Document passage:
+++


    Also from 1989-1992, *billions* got the right to travel, to get passports, to speak and work and vacation freely. Soviet Union/East Europe plus the Chinese opening. Add that the great decrease in poverty, expanded economies, people's ability to afford to go places with increased discretionary income. While much of those statistics can be explained by just China with it's 1.4billion getting higher incomes, still there's been an explosion of access.

    Also with more and more kids going to college, intermingling and making new friends/colleagues has never been higher (pre-covid at least). So why does this post sound like we're living in some post-nuclear blown out ghetto? As Rihanna said, "shut up and drive" (no offense). $20 of gas and you can be far away. (yes, gas mileage increased more than gas prices for all the complaints, and car prices increase lower than inflation)


    Didn't ring true to me either. So much coverage I read of the real estate market points to people CHOOSING to move away from urban areas to suburban ones with more space, driving up prices to the max. They are NOT lonely, just the opposite, they want more space to pursue a balanced life with time for hobbies and don't want to commute to a job every day at the office, they want to work from home, been spoiled by remote work, just will not do 9-5.

    And personal anecdotals back that up: my bestie right now has a millennial kid, big shot programmer just married, they were living in Queens, have decided to buy a house in Vermont and get the hell out of there for more space and fresh air.

+++

Supplied data:
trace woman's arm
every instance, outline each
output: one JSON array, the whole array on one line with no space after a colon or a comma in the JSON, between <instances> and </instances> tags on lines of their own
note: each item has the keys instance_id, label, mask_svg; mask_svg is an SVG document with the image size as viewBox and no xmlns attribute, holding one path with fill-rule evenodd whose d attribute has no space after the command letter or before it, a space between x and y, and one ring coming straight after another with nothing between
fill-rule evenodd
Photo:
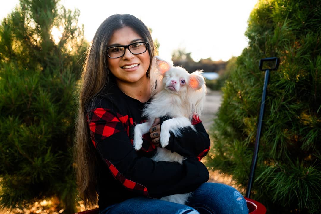
<instances>
[{"instance_id":1,"label":"woman's arm","mask_svg":"<svg viewBox=\"0 0 321 214\"><path fill-rule=\"evenodd\" d=\"M100 158L115 179L128 189L160 198L193 191L208 180L207 169L195 157L181 165L156 162L138 155L118 114L97 109L88 119L92 141Z\"/></svg>"}]
</instances>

+++

What you will do: Pick up the comments on travel and moving away from cities and continue them from the last sentence shown. The records have no connection to the text and are separate material.

Response for this exercise:
    Sure some youngins, Gen Z, are finally repopulating NYC a bit. Remains to be seen whether that will grow as they figure out getting around means taking the horrific subway and nobody is working in those huge office towers, even though the Mayor is lecturing everyone that they got to start changing out of their sweats and jammies, get dressed in business clothes and join the rat race in the cubical on floor 22 again. Where you gossip at the water cooler rather than on the internet.

    Orion: just my take: I suspect you are projecting the loneliness and alienation thing too much onto the larger population because you see it among friends and acquaintances and then you go cherry-picking for articles that confirm your bias. When this contingent is a minority, not society's big problem. I see a ton of articles that balance those, how about people want a more relaxed life away from constant daily urban sturm and drang that comes from living too close to others with not enough space to think. Where you see "community", they see sickness and getting dragged into warped values and lifestyles, stuck dealing with people that make them unhappy and miserable.

    Edit to add: my mentally disabled brother in the surburban-like far edge of Milwaukee takes the city bus twice a week to his bowling club which he and they are very happy about, it's been revived since Covid restrictions died down. He is constant evidence how you don't really need a car in such areas. He has a license but doesn't drive. A van picks him up for two days per week of work and he walks and takes the bus to all kinds of social activities. (Never been happier since his parents/my parents are gone, who were over protective and kept him in too much.)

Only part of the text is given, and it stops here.